Directions:
A - According to the article on George D. Chamberlain High School, in what year did the school start its culinary operations academy program?
B - Summarize the article on George D. Chamberlain High School in two sentences.
C - Write the next part of the article on George D. Chamberlain High School, picking up after its final line.

**** Given passage

George D. Chamberlain High School is a public high school in Tampa, Florida, United States. It was opened in 1956 on North Boulevard (on the corner of Busch Boulevard). The school is named in honor of George D. Chamberlain, who served for several years as a trustee for the Hillsborough County School System. 

In 2002, the school started a culinary operations academy program supported by Outback Steakhouse. No other school in Hillsborough County offers this program. Chamberlain is also the only school in the Hillsborough County Public School District to offer Marine Corps JROTC, with 100 plus cadets enrolled. Chamberlain boasts nationally award winning Junior Achievement 3DE Academic program as well as the Cambridge AICE program which allows students to earn an international diploma by taking advanced academic courses and passing exams administered by the University of Cambridge in England.

In the 2022-2023 academic year, students are enrolled in the following academic programs:

 102 JROTC Students
 157 Culinary Students
 392 Junior Achievement 3DE Academic Students
 546 Cambridge AICE Academic Students
 220 Cosmetology/Barbering Students
 136 Veterinary Assistant Students

In 2021, Chamberlain's 3DE students won the National Championship in the Case Competition for client Arby's in the first semester of the school's 3DE program.

Demographics
In the 2022–2023 academic year, the student population numbered 1,243. The ethnic makeup was as follows:
50.93% Hispanic
30.01% Black
12.15% White
4.67% Multi-racial
2.25% Asian

Athletics
Chamberlain is a member of the Florida High School Athletic Association and competes as the Storm in these sports:

 Boys: baseball, basketball, cross country, football, golf, soccer, swimming, wrestling
 Girls: basketball, cheerleading, cross country, flag football, golf, soccer, softball, swimming, volleyball, wrestling

Florida state championships

 Golf (Boys): 1959
 Golf (Girls): 1999 Spring, 1999 Fall, 2000
 Softball: 2003, 2012

Notable alumni

Dennis Aust, MLB pitcher.
Forrest Blue, NFL offensive lineman.
Brodrick Bunkley, NFL nose tackle.
Bob Burns, NFL running back.

********
**** Dataset content

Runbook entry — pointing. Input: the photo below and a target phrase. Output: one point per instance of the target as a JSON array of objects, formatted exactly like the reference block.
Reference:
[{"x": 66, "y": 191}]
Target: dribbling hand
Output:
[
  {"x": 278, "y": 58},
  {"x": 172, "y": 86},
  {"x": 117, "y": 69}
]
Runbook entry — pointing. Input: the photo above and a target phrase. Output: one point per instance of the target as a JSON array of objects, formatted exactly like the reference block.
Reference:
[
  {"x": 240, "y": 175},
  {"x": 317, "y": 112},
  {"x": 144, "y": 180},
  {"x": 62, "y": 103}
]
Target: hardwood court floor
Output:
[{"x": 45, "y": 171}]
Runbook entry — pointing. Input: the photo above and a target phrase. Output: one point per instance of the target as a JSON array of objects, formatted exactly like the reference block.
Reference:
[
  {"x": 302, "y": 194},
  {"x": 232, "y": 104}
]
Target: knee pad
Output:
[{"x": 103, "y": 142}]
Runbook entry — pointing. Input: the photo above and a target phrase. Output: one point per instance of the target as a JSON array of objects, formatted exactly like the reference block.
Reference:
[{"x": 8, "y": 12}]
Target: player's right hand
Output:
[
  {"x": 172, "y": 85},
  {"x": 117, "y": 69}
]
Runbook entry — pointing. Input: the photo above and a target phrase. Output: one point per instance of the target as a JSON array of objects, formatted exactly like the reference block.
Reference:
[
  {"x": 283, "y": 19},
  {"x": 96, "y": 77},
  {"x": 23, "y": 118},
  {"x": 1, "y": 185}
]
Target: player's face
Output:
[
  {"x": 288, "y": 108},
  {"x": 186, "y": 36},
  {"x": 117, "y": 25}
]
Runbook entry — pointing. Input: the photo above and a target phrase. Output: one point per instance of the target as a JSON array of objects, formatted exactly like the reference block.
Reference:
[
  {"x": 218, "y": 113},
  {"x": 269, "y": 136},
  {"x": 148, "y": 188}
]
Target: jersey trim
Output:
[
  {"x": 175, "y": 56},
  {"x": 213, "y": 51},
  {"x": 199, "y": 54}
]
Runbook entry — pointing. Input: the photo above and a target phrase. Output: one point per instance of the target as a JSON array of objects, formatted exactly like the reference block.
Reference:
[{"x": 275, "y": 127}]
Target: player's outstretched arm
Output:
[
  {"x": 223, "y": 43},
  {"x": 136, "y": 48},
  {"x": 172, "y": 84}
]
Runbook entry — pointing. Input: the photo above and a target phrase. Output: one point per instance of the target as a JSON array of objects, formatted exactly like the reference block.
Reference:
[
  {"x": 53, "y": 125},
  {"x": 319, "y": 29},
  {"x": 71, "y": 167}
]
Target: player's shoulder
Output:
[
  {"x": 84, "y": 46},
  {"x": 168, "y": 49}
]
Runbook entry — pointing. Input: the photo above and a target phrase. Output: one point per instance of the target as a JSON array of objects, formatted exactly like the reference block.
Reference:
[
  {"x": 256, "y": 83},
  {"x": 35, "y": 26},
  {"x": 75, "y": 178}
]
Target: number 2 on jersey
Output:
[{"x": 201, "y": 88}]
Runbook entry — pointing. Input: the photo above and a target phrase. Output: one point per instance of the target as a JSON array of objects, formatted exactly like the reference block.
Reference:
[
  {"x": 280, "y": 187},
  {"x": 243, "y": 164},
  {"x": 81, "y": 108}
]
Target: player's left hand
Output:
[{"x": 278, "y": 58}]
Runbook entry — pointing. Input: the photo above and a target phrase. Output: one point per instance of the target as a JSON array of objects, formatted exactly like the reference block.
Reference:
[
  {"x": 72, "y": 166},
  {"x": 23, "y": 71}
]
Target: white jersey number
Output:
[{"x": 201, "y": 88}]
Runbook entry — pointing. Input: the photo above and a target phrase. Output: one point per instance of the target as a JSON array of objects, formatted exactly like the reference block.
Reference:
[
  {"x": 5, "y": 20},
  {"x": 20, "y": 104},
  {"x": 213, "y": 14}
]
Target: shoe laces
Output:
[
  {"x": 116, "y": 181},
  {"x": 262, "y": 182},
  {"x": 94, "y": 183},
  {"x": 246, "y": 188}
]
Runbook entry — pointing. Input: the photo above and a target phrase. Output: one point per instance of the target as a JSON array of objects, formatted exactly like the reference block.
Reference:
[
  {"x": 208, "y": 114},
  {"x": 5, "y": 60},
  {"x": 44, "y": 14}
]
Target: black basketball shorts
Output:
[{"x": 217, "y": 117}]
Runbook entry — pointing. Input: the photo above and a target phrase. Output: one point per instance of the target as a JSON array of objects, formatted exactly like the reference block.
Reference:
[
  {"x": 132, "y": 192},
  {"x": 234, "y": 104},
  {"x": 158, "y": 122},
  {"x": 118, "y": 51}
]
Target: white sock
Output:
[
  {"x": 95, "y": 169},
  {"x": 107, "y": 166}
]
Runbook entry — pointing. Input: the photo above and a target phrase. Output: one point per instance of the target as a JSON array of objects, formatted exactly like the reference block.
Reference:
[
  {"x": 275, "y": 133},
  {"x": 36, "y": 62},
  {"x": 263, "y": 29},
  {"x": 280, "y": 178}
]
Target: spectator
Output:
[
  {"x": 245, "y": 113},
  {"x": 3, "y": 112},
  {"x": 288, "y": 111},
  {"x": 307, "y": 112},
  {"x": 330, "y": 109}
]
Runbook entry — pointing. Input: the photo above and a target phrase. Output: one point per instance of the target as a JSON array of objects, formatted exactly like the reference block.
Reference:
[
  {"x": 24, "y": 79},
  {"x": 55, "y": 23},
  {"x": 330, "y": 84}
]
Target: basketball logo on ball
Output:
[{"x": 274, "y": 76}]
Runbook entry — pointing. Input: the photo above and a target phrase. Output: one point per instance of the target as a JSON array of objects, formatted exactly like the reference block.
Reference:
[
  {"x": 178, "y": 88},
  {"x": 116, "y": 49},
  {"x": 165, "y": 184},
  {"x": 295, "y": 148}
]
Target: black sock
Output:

********

Expected results:
A - 2002

B - George D. Chamberlain High School is a public high school in Tampa, Florida, opened in 1956 and named for a longtime trustee of the Hillsborough County School System. It is the only school in its county to offer a culinary operations academy and Marine Corps JROTC, and it also has the Junior Achievement 3DE and Cambridge AICE programs and competes in Florida High School Athletic Association sports as the Storm.

C -
Jane Castor, Mayor of Tampa
Kathy Castor, U.S. Representative, Florida - District 14.
Brian Clark, NFL wide receiver.
Joe Clermond, NFL defensive end.
Elijah Dukes, MLB outfielder.
Robert Gant, actor and producer.
Steve Garvey, MLB first baseman.
Chip Glass, NFL tight end.
Jay Gruden, Head coach, Washington Redskins.
Bob Hall (Class of 1960), Republican member of the Texas State Senate 
James Harrell, NFL linebacker.
Kevin House, Jr., NFL cornerback.
Oliver Hoyte, NFL linebacker/fullback.
Lauren Hutton (known then as Mary Hall), model-actress.
Jimmy Jordan, NFL running back.
Greg Lee, NFL wide receiver.
Dentarius Locke, American Track and field sprinter.
Dennis Lundy, NFL running back.
Bobby Sprowl, MLB pitcher for Boston Red Sox and Houston Astros
Aasif Mandvi, actor
Lynn Matthews, college football player and newspaper publisher.
Dean May, NFL quarterback.
Eugene McCaslin, NFL linebacker.
Mike Mekelburg, professional soccer midfielder.
Dave Miley, MLB manager for the Cincinnati Reds.
Ron Selesky, NFL player/Arena Football League coach.
Shock G, rapper.
Liz Vassey, actress.
Tom Walker, MLB pitcher.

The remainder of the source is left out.